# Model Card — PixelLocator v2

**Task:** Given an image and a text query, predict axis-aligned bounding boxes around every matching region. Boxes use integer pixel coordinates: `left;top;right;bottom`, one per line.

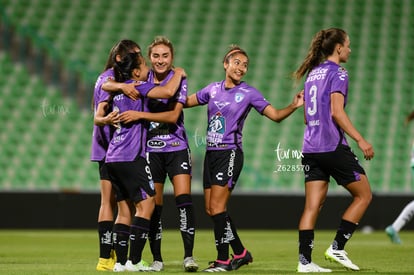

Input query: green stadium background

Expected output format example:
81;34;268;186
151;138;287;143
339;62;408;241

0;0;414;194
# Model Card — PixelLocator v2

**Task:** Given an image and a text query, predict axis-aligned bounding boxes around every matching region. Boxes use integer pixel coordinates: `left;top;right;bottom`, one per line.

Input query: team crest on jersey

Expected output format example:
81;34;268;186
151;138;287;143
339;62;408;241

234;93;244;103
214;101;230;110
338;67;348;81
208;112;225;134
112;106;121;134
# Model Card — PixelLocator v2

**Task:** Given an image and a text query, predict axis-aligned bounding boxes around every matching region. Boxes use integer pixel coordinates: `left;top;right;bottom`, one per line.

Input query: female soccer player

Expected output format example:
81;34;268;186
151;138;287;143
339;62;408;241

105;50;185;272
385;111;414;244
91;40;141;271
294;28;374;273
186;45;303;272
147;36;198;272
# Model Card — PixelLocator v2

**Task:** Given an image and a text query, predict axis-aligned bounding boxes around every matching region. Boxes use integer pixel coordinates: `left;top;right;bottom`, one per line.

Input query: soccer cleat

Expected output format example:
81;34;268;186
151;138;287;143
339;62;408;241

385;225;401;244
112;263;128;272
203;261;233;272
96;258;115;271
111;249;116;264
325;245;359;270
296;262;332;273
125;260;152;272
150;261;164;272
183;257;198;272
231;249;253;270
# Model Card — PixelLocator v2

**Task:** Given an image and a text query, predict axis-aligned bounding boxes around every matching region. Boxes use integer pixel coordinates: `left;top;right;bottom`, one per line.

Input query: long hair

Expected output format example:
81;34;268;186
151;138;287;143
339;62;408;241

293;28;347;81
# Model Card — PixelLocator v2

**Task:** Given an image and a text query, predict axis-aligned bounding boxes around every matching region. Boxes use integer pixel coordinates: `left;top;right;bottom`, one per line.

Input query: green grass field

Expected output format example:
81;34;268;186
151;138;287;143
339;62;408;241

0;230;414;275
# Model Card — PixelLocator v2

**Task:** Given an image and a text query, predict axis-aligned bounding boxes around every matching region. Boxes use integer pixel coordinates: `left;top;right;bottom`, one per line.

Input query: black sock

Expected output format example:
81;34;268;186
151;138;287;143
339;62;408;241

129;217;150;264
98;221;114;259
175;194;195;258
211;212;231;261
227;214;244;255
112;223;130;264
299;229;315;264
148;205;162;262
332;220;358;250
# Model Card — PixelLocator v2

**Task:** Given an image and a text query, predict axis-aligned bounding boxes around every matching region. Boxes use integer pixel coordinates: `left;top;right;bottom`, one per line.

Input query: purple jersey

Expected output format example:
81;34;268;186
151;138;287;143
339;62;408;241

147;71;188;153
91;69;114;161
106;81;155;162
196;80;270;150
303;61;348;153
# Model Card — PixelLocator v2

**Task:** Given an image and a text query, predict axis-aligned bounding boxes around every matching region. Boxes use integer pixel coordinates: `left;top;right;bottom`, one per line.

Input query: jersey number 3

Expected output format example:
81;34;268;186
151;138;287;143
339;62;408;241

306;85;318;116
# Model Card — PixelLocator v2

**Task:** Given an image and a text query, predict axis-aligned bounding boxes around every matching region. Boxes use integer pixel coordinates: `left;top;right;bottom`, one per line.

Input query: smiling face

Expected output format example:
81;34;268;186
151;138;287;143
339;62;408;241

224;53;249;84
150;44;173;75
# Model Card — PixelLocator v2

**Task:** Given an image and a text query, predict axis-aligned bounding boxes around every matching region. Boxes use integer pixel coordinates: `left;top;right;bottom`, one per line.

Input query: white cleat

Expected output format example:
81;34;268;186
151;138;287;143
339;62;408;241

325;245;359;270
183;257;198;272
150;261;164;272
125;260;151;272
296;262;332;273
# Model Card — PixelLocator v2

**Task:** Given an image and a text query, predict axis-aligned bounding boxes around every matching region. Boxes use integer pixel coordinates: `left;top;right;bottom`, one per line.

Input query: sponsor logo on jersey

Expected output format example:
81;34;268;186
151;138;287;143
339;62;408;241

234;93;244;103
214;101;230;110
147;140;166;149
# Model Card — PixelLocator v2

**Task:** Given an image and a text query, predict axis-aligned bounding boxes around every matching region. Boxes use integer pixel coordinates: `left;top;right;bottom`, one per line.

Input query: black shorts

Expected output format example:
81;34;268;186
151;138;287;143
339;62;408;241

---*---

### Task goal
Show every line from the items above that contains the word "black", treating uppercase and lowercase as different.

### Solution
Input query: black sock
Input query: black shorts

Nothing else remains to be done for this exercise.